▸ **EXERCISE**
Rewrite the rows below, switching every "field scouting record" to "site survey log" and leaving all else unchanged.

Begin

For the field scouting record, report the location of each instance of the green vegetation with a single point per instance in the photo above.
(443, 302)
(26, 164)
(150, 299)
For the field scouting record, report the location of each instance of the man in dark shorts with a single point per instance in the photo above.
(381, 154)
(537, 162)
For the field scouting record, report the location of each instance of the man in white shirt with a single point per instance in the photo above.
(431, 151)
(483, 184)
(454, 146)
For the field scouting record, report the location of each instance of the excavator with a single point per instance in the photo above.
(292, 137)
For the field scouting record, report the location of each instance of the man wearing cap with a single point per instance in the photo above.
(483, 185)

End

▸ **SOLUTION**
For the site survey log, report the location of each instance of the green vegetation with a single point per instance in the photo above.
(443, 302)
(26, 164)
(150, 299)
For the site survey log, report the location of each instance of the man in dark shorts with a single point per instance in the photo above.
(381, 154)
(537, 162)
For the site survey log, report the location of each instance of the man in white shirt with a single point per instance in the photo above.
(431, 151)
(483, 184)
(454, 146)
For the site survey log, report the location of each instance of the excavator with a single point per instance in the photo above.
(292, 137)
For the site survey log, report the location of each instance of the man wearing cap with a single point per instance in the photo above.
(483, 185)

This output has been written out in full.